* Exercise *
Quote each of the items below word for word, and leave the pictures out.

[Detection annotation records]
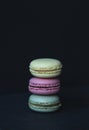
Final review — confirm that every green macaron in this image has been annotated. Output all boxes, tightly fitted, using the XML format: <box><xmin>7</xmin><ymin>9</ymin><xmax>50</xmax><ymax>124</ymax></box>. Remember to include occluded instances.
<box><xmin>29</xmin><ymin>58</ymin><xmax>62</xmax><ymax>78</ymax></box>
<box><xmin>28</xmin><ymin>94</ymin><xmax>61</xmax><ymax>112</ymax></box>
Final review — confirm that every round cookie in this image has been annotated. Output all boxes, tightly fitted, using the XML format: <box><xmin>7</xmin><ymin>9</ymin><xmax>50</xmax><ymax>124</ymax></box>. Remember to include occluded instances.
<box><xmin>29</xmin><ymin>58</ymin><xmax>62</xmax><ymax>78</ymax></box>
<box><xmin>28</xmin><ymin>94</ymin><xmax>61</xmax><ymax>112</ymax></box>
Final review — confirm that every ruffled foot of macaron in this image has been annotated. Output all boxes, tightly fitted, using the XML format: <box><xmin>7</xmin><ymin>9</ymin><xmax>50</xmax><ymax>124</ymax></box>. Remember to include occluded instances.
<box><xmin>29</xmin><ymin>58</ymin><xmax>62</xmax><ymax>78</ymax></box>
<box><xmin>28</xmin><ymin>94</ymin><xmax>61</xmax><ymax>112</ymax></box>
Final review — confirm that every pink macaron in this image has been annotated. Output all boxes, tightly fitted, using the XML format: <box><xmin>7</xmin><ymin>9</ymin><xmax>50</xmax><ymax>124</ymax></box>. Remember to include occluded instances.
<box><xmin>28</xmin><ymin>77</ymin><xmax>60</xmax><ymax>95</ymax></box>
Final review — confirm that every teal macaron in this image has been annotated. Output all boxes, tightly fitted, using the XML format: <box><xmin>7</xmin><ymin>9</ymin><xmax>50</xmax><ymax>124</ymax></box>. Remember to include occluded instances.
<box><xmin>28</xmin><ymin>94</ymin><xmax>61</xmax><ymax>112</ymax></box>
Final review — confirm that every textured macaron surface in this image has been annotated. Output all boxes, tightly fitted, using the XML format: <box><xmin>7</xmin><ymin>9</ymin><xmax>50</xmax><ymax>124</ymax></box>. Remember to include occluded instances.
<box><xmin>29</xmin><ymin>58</ymin><xmax>62</xmax><ymax>78</ymax></box>
<box><xmin>30</xmin><ymin>58</ymin><xmax>62</xmax><ymax>70</ymax></box>
<box><xmin>29</xmin><ymin>94</ymin><xmax>59</xmax><ymax>105</ymax></box>
<box><xmin>28</xmin><ymin>94</ymin><xmax>61</xmax><ymax>112</ymax></box>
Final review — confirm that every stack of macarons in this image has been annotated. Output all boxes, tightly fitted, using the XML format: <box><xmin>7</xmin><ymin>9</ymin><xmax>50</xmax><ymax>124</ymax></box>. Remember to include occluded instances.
<box><xmin>28</xmin><ymin>58</ymin><xmax>62</xmax><ymax>112</ymax></box>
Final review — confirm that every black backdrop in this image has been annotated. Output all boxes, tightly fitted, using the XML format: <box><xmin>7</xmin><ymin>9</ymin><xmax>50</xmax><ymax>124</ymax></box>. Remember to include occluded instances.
<box><xmin>0</xmin><ymin>7</ymin><xmax>89</xmax><ymax>93</ymax></box>
<box><xmin>0</xmin><ymin>5</ymin><xmax>89</xmax><ymax>130</ymax></box>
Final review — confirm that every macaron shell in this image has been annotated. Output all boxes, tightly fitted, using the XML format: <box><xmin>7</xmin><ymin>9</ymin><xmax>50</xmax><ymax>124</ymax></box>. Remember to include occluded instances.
<box><xmin>28</xmin><ymin>103</ymin><xmax>62</xmax><ymax>112</ymax></box>
<box><xmin>29</xmin><ymin>87</ymin><xmax>60</xmax><ymax>95</ymax></box>
<box><xmin>29</xmin><ymin>58</ymin><xmax>62</xmax><ymax>70</ymax></box>
<box><xmin>29</xmin><ymin>58</ymin><xmax>62</xmax><ymax>78</ymax></box>
<box><xmin>28</xmin><ymin>94</ymin><xmax>61</xmax><ymax>112</ymax></box>
<box><xmin>30</xmin><ymin>70</ymin><xmax>61</xmax><ymax>78</ymax></box>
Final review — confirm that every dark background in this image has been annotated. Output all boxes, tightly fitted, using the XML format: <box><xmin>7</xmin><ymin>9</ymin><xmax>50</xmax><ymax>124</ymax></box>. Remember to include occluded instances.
<box><xmin>0</xmin><ymin>2</ymin><xmax>89</xmax><ymax>130</ymax></box>
<box><xmin>0</xmin><ymin>6</ymin><xmax>89</xmax><ymax>93</ymax></box>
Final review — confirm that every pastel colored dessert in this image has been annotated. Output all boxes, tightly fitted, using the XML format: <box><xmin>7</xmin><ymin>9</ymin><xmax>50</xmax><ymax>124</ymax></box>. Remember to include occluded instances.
<box><xmin>28</xmin><ymin>78</ymin><xmax>60</xmax><ymax>95</ymax></box>
<box><xmin>28</xmin><ymin>94</ymin><xmax>61</xmax><ymax>112</ymax></box>
<box><xmin>29</xmin><ymin>58</ymin><xmax>62</xmax><ymax>78</ymax></box>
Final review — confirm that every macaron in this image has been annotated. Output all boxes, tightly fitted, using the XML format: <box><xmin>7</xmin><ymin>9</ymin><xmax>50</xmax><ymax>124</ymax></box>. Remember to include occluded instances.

* Solution to this problem *
Final review — confirm that every green macaron in this image has been annotated. Output all boxes, tightly fitted, using the XML format: <box><xmin>7</xmin><ymin>9</ymin><xmax>50</xmax><ymax>124</ymax></box>. Remember to include occluded instances.
<box><xmin>29</xmin><ymin>58</ymin><xmax>62</xmax><ymax>78</ymax></box>
<box><xmin>28</xmin><ymin>94</ymin><xmax>61</xmax><ymax>112</ymax></box>
Final review — confirm that every round cookie in this image has been annotated. Output all boxes, tightly fitted, using the XML format: <box><xmin>7</xmin><ymin>9</ymin><xmax>50</xmax><ymax>124</ymax></box>. Remember to include occluded instances.
<box><xmin>29</xmin><ymin>58</ymin><xmax>62</xmax><ymax>78</ymax></box>
<box><xmin>28</xmin><ymin>94</ymin><xmax>61</xmax><ymax>112</ymax></box>
Final review — confirm that every ruffled foot of macaron in this image has been annotated. Output all boxes, tightly fitted, using the XML format: <box><xmin>7</xmin><ymin>9</ymin><xmax>50</xmax><ymax>124</ymax></box>. Remember to include occluded instances.
<box><xmin>29</xmin><ymin>58</ymin><xmax>62</xmax><ymax>78</ymax></box>
<box><xmin>28</xmin><ymin>94</ymin><xmax>61</xmax><ymax>112</ymax></box>
Final review — confirm that every pink macaron in this image has been annotated. Output all boxes, tightly fitted, using the XML format: <box><xmin>7</xmin><ymin>9</ymin><xmax>50</xmax><ymax>124</ymax></box>. Remember to include occluded instances.
<box><xmin>28</xmin><ymin>77</ymin><xmax>60</xmax><ymax>95</ymax></box>
Final review — confirm that every teal macaron in this image has been annotated. Output all boxes, tightly fitted, using the XML format: <box><xmin>7</xmin><ymin>9</ymin><xmax>50</xmax><ymax>124</ymax></box>. Remember to include occluded instances.
<box><xmin>28</xmin><ymin>94</ymin><xmax>61</xmax><ymax>112</ymax></box>
Final review — confirm that every textured macaron surface in this image has been annotated. Output all boxes, tightly fitted, using the XML format: <box><xmin>7</xmin><ymin>9</ymin><xmax>50</xmax><ymax>124</ymax></box>. Remember to include occluded instances.
<box><xmin>29</xmin><ymin>58</ymin><xmax>62</xmax><ymax>78</ymax></box>
<box><xmin>30</xmin><ymin>58</ymin><xmax>62</xmax><ymax>70</ymax></box>
<box><xmin>29</xmin><ymin>94</ymin><xmax>59</xmax><ymax>105</ymax></box>
<box><xmin>28</xmin><ymin>94</ymin><xmax>61</xmax><ymax>112</ymax></box>
Final review — confirm that every stack of macarons in this image has been annotated. Output all boxes, tightly fitted, using the XML format: <box><xmin>7</xmin><ymin>9</ymin><xmax>50</xmax><ymax>124</ymax></box>. Remember to include occluded instances.
<box><xmin>28</xmin><ymin>58</ymin><xmax>62</xmax><ymax>112</ymax></box>
Final review — confirm that every black backdrop in this image has been annotated. Output all boxes, tightly fitted, using the XML format: <box><xmin>7</xmin><ymin>9</ymin><xmax>50</xmax><ymax>124</ymax></box>. Remember to include occluded instances.
<box><xmin>0</xmin><ymin>7</ymin><xmax>89</xmax><ymax>93</ymax></box>
<box><xmin>0</xmin><ymin>5</ymin><xmax>89</xmax><ymax>130</ymax></box>
Final review — confirm that every macaron shell in this image has been annotated. Output all boxes, tightly fitted, using the XML format: <box><xmin>7</xmin><ymin>9</ymin><xmax>50</xmax><ymax>124</ymax></box>. Remember to include occluded instances.
<box><xmin>28</xmin><ymin>103</ymin><xmax>62</xmax><ymax>112</ymax></box>
<box><xmin>29</xmin><ymin>87</ymin><xmax>60</xmax><ymax>95</ymax></box>
<box><xmin>29</xmin><ymin>58</ymin><xmax>62</xmax><ymax>70</ymax></box>
<box><xmin>29</xmin><ymin>58</ymin><xmax>62</xmax><ymax>78</ymax></box>
<box><xmin>28</xmin><ymin>94</ymin><xmax>61</xmax><ymax>112</ymax></box>
<box><xmin>30</xmin><ymin>70</ymin><xmax>61</xmax><ymax>78</ymax></box>
Final review — confirm that every dark background in this image has been annotated. Output all boxes, tightly fitted, using the XML format: <box><xmin>7</xmin><ymin>9</ymin><xmax>50</xmax><ymax>124</ymax></box>. Remember to include occluded instances.
<box><xmin>0</xmin><ymin>2</ymin><xmax>89</xmax><ymax>130</ymax></box>
<box><xmin>0</xmin><ymin>6</ymin><xmax>89</xmax><ymax>93</ymax></box>
Final review — confirm that every pastel colored dessert in this image has been annotated. Output all boxes, tightly fitted, using the XML format: <box><xmin>7</xmin><ymin>9</ymin><xmax>50</xmax><ymax>124</ymax></box>. Remember to include occluded instances.
<box><xmin>28</xmin><ymin>78</ymin><xmax>60</xmax><ymax>95</ymax></box>
<box><xmin>28</xmin><ymin>94</ymin><xmax>61</xmax><ymax>112</ymax></box>
<box><xmin>29</xmin><ymin>58</ymin><xmax>62</xmax><ymax>78</ymax></box>
Final review — confirm that every macaron in this image has been annotated. Output all boxes, tightly fitted, using the XML format: <box><xmin>7</xmin><ymin>9</ymin><xmax>50</xmax><ymax>124</ymax></box>. Remember to include occluded instances.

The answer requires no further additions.